- _Material supplied_:
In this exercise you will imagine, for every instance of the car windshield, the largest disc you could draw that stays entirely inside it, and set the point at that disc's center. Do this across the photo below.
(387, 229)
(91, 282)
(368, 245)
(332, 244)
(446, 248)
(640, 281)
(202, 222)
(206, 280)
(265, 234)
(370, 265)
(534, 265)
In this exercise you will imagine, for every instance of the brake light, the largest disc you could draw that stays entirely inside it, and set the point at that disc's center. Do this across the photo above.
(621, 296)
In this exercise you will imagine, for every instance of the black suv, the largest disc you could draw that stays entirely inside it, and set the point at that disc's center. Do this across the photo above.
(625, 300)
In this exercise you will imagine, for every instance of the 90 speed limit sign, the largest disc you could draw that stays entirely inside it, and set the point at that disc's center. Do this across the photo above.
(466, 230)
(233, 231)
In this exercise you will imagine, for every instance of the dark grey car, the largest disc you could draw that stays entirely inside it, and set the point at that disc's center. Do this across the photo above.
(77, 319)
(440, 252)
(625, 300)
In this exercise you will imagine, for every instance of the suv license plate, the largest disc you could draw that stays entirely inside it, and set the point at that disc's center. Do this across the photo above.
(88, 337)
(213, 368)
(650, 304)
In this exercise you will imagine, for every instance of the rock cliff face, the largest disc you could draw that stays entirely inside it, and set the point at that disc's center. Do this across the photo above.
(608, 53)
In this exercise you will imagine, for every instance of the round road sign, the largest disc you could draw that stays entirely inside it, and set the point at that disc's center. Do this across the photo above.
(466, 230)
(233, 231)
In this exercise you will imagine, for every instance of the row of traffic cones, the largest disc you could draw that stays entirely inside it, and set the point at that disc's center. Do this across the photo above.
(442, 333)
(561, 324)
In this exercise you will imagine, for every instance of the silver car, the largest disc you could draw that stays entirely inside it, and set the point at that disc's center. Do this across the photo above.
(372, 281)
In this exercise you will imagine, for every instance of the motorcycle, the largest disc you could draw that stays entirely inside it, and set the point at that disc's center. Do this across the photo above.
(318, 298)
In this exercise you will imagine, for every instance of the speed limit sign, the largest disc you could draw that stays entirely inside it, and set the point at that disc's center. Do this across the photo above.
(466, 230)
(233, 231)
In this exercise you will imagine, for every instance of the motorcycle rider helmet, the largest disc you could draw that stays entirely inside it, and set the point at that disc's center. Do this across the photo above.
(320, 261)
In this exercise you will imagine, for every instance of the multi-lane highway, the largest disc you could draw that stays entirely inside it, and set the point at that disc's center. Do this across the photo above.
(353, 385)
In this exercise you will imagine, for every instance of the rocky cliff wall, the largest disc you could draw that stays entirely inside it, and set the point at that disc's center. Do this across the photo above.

- _Exercise objective_:
When you reach the end of the data, write every line out again verbatim.

- _Reply_:
In this exercise you will imagine, for every instance of the car windshield, the largest disc you could draw that stays entirely inside it, and set the point at that disc's center. Do this across the photo below.
(387, 229)
(91, 282)
(368, 245)
(332, 244)
(446, 248)
(640, 281)
(202, 222)
(206, 280)
(265, 234)
(370, 265)
(534, 265)
In this exercise you will imagine, for every instance of the brake light, the largest disc you could draw that stays entirely inside it, and set the point at that disc's center. Do this across the photo above.
(621, 296)
In this exercise you will imagine, for every instance of the black suv, the largest disc you could draw that stays entirely inside it, and set the point at that disc's center. Do this across the photo above.
(625, 300)
In this exercise you will imagine, for every instance of the 90 speed limit sign, the largest disc you could draw that stays entirely inside it, and set the point at that disc's center. Do this across the photo above.
(466, 230)
(233, 231)
In this exercise you will imagine, for every instance of the dark grey car, the largest disc you could draw that stays entirely inside it, and set the point at that disc's center. Do this across the photo above.
(77, 319)
(440, 252)
(625, 300)
In this exercise you will imagine, for every instance of the suv license plate, the largest disc you could draw that stays entirely inside it, and set the point at that disc's center. Do this across the photo above.
(88, 337)
(213, 368)
(650, 304)
In this exercise you will imagine, for every instance of the rock cliff face, the largest disc you could draw that stays entirely inside it, and set the point at that disc's center. Do this across the photo above.
(608, 53)
In this exercise you will imagine, for every instance of the round road sign, the largest disc you could draw that stays entirely inside it, and set the point at that disc's center. Do this across the photo above.
(466, 230)
(233, 231)
In this exercise you will imagine, for every instance of the row of traffic cones, the largest disc you could draw that stays entirely inside it, and set the point at that disc's center. Do this across the photo above.
(442, 333)
(561, 324)
In this exercise you will imagine, for every instance of the silver car, the largest disc you could draw that stays entirely inside it, and set the point at that disc's center. Do this across the photo above.
(372, 281)
In this exercise you will imagine, for every instance of the motorcycle, the largest disc you could draw that stays entirely inside it, and set the point at that disc's center. Do this across the photo above.
(318, 298)
In this exercise you will imagine, for every instance of the speed limit sign, the largest disc you could draw that stays entirely inside it, and set the point at that disc's center. Do this across the photo above.
(466, 230)
(233, 231)
In this exercise you will imagine, for every instance of the motorcycle rider helmet, the largest disc you could draw that stays entirely inside it, and set the point at that disc's center. Do this across the photo above.
(320, 261)
In this exercise you will imagine, for every instance of the multi-lane highway, the largest disc you could draw that stays entirely inside it, and set the point at that disc's center. Do this across the photo above.
(353, 385)
In this exercise you will imagine, for every instance of the rocky cliff wall, the largest disc you could draw that stays entirely inside it, and set the point at that disc's center. Do this across the photo above.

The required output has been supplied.